→ Try it:
Transcribe exactly the lines from the one containing "the car windshield" through the end of the entries, including both the first and the last, and nothing else.

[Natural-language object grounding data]
★ ★ ★ ★ ★ ★ ★

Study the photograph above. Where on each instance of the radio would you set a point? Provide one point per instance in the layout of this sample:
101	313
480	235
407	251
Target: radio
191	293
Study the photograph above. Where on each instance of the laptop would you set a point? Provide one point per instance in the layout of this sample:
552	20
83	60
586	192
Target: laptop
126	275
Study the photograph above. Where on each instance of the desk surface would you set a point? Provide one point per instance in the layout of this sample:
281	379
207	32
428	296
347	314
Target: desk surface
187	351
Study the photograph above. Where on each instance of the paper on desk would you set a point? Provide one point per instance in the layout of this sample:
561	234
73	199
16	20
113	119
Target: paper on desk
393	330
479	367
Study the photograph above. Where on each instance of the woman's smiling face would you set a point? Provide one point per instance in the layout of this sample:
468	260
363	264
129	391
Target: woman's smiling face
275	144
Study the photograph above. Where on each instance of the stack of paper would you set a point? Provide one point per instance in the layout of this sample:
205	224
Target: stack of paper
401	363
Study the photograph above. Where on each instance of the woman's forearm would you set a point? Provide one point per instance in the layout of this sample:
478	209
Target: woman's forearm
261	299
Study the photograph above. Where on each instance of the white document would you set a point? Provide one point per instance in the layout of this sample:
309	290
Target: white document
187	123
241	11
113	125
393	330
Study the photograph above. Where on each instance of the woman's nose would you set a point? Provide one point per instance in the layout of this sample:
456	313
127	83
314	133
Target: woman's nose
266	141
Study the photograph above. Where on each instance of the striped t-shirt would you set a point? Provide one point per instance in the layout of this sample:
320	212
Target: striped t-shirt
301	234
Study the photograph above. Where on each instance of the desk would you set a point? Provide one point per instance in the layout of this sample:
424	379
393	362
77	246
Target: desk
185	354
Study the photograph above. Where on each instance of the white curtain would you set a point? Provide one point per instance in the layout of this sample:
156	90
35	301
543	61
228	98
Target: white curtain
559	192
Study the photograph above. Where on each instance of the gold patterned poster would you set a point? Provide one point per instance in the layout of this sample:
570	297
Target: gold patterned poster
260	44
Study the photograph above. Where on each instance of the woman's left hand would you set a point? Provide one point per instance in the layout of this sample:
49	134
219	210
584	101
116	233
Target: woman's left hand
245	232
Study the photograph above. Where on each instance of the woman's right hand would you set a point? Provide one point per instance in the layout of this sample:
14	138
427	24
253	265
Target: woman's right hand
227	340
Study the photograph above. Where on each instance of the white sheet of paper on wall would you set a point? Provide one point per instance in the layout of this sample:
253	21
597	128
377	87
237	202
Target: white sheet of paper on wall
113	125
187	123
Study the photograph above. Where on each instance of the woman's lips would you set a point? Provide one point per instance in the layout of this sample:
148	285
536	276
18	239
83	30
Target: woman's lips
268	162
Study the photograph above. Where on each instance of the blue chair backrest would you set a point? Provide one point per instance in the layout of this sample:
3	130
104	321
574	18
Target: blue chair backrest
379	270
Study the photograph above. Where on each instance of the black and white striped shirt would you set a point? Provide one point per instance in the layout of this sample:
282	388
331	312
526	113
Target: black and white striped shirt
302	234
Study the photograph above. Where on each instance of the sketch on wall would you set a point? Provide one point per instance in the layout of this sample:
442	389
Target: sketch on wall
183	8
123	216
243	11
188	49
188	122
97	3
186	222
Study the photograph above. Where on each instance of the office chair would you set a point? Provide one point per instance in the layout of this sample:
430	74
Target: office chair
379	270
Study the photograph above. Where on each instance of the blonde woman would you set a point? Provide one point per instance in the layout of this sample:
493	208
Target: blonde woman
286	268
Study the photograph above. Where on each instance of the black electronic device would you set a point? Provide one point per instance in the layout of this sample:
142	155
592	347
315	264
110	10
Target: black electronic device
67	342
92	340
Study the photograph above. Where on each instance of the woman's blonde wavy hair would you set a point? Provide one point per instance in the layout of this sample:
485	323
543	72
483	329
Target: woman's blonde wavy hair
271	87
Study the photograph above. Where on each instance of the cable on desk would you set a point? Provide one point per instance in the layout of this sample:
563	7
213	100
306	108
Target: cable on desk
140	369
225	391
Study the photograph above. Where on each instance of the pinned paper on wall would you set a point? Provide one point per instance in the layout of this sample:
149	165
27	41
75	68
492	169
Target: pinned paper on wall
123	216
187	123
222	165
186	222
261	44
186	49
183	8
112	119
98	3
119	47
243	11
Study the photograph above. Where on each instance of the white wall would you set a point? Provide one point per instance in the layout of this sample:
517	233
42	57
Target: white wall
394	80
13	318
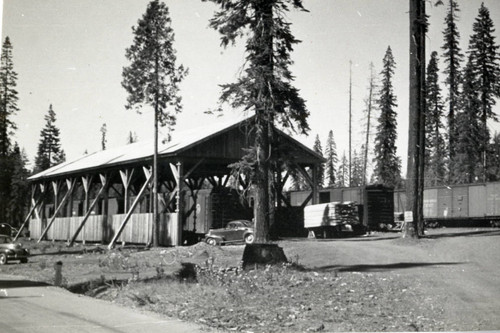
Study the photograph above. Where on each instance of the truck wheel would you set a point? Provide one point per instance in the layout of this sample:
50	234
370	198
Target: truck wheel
249	238
211	241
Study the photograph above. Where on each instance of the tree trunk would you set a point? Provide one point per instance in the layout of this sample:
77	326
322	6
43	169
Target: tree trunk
416	140
261	209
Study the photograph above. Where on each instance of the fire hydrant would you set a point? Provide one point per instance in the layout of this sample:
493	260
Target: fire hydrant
58	274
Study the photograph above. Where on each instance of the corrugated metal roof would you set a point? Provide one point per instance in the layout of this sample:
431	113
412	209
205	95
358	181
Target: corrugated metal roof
181	140
138	150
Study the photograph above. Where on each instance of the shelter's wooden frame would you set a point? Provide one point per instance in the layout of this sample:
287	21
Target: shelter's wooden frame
184	169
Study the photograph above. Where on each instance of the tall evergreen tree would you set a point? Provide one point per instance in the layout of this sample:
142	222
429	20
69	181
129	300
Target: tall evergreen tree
484	59
331	160
343	172
132	137
468	157
104	132
19	198
387	164
152	78
264	86
8	97
49	148
321	171
493	159
368	117
453	58
435	150
8	108
357	175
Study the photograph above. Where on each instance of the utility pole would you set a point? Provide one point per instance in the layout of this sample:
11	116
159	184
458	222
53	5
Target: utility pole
350	122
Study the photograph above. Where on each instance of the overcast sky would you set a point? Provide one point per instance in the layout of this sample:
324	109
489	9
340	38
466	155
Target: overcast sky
70	53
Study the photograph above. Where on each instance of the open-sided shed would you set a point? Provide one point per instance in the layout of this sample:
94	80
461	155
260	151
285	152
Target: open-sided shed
106	196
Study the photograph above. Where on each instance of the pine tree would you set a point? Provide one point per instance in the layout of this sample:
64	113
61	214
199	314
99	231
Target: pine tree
152	78
435	149
8	108
469	128
484	60
387	163
104	131
8	98
331	160
19	198
453	58
343	172
493	159
368	118
49	148
321	171
132	137
357	177
264	86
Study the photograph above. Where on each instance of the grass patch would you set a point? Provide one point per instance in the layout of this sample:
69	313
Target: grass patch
281	299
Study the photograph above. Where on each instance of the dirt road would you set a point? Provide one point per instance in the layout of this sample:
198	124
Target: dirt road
36	307
461	267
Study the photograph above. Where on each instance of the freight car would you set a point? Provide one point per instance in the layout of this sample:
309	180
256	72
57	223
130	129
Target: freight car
376	202
332	219
458	205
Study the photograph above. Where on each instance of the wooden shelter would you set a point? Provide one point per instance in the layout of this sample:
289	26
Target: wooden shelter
106	196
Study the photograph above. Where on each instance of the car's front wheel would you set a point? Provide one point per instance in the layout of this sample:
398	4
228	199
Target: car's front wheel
211	241
249	238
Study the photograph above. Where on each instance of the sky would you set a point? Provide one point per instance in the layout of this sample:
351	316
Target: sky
70	54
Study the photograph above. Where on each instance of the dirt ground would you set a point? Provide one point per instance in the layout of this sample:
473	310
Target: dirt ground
447	281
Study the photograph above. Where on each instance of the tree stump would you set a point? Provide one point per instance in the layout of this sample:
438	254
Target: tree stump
256	255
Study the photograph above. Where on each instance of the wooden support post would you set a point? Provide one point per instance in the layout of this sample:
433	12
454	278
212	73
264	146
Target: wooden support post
104	183
66	196
32	210
177	227
56	186
126	177
87	183
314	185
129	213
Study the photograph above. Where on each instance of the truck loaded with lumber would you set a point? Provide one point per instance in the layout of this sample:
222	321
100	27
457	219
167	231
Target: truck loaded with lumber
332	219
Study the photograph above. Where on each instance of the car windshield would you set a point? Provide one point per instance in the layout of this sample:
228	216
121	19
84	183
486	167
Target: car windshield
4	240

★ ★ ★ ★ ★ ★ ★

→ Answer to this task:
Study the photograph above. Where on each instance of the car windshield would you set a point? Provide one point per instance in the layout of this sample:
228	216
121	19
84	183
486	167
Target: car windshield
4	240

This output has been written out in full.